Work out how many lines in the entries below include the word "cabinet". Give nothing but the number.

Segment Start: Data supplied

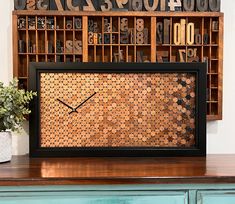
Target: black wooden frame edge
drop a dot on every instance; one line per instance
(199, 68)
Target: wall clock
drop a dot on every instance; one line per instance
(123, 109)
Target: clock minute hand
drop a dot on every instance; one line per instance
(83, 103)
(65, 104)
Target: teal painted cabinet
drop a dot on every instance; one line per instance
(128, 197)
(120, 194)
(216, 197)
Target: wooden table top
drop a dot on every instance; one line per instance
(23, 170)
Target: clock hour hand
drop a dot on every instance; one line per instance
(75, 110)
(67, 105)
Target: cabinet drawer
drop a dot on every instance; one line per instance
(96, 197)
(216, 197)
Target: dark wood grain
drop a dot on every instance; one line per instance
(83, 171)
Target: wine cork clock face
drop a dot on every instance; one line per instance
(117, 109)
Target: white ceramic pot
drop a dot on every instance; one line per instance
(5, 146)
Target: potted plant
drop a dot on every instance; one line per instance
(13, 108)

Segment End: Data supplied

> _Output below_
2